##### Exercise data #####

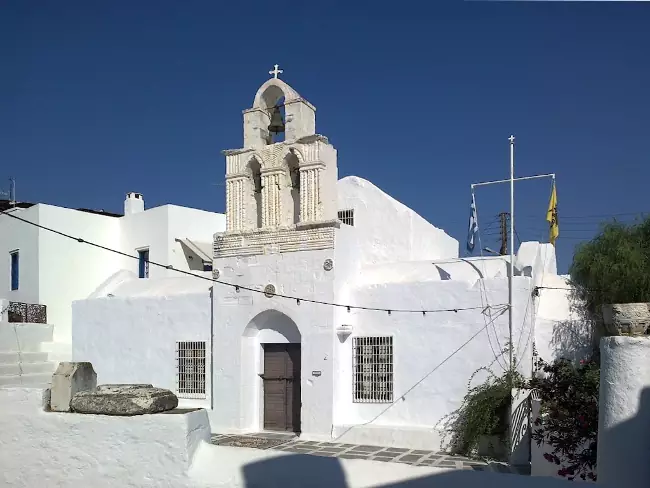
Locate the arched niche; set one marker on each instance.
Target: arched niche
(273, 327)
(254, 172)
(272, 91)
(299, 114)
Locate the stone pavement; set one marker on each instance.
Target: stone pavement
(291, 443)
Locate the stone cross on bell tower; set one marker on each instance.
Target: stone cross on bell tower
(275, 71)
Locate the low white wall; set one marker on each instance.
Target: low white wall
(23, 337)
(70, 450)
(133, 340)
(624, 412)
(239, 467)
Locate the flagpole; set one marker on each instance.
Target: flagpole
(512, 248)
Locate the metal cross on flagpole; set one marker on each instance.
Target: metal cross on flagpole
(275, 71)
(510, 180)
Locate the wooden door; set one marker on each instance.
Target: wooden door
(282, 387)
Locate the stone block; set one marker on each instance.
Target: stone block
(69, 379)
(124, 400)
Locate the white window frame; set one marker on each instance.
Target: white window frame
(346, 216)
(191, 378)
(376, 382)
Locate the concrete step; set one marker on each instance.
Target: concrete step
(57, 351)
(25, 368)
(24, 337)
(25, 357)
(29, 379)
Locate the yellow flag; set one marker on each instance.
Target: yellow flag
(551, 217)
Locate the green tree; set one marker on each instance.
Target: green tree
(614, 267)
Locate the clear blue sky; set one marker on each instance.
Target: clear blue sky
(101, 98)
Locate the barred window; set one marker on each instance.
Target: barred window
(373, 369)
(347, 216)
(190, 370)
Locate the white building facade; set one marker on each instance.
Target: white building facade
(337, 312)
(46, 272)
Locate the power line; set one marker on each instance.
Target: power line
(243, 287)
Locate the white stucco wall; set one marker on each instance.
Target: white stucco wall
(133, 339)
(428, 383)
(157, 230)
(237, 354)
(388, 231)
(70, 270)
(55, 270)
(624, 412)
(71, 450)
(16, 235)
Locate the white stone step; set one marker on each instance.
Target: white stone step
(29, 379)
(24, 337)
(25, 368)
(25, 357)
(57, 351)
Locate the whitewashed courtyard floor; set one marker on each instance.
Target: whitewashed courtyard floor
(291, 443)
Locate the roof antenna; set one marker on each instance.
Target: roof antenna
(11, 193)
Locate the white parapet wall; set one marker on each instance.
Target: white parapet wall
(624, 412)
(40, 448)
(235, 467)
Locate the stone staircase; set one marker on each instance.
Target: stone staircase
(22, 362)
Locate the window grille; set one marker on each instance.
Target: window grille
(373, 369)
(190, 370)
(347, 217)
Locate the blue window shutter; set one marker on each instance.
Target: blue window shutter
(143, 263)
(15, 272)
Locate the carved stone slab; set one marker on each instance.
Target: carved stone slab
(124, 400)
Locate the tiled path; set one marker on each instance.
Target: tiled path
(291, 443)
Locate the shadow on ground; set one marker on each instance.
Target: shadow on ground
(302, 470)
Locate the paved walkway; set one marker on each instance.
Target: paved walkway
(416, 457)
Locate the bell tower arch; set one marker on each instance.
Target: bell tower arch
(282, 187)
(300, 114)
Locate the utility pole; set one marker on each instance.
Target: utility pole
(503, 218)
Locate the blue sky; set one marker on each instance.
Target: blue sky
(101, 98)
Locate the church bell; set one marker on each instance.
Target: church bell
(277, 124)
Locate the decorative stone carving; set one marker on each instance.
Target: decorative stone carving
(627, 318)
(285, 239)
(124, 400)
(269, 291)
(68, 380)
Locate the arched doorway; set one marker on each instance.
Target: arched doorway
(272, 342)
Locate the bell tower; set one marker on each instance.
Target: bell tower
(278, 191)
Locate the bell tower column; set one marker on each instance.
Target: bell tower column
(310, 197)
(235, 202)
(271, 197)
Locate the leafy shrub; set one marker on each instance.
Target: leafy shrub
(614, 267)
(569, 418)
(484, 412)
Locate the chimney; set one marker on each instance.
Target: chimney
(134, 203)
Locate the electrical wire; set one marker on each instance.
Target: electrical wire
(243, 287)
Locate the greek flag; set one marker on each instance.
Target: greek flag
(473, 226)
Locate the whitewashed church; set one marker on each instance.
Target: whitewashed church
(348, 316)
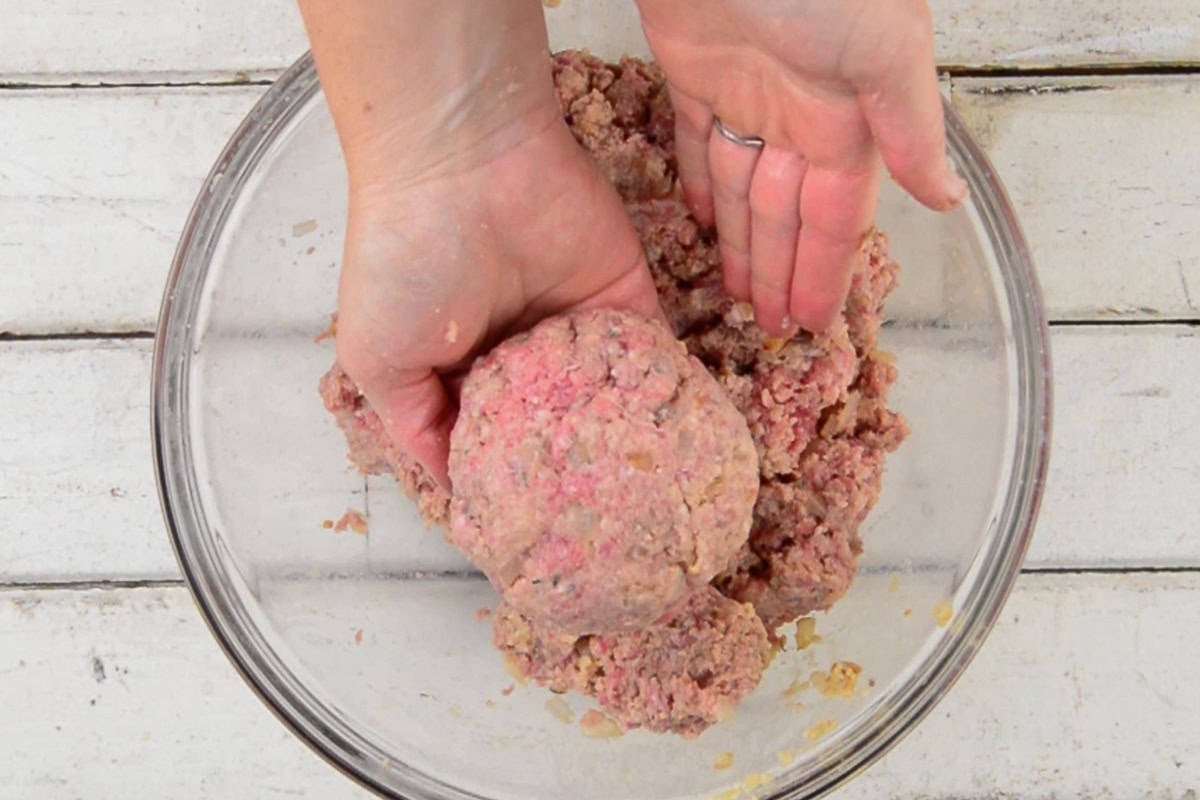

#####

→ Task statement
State how many lines in the data above contain the word "doorway", and reply with that number alone.

→ Worked solution
2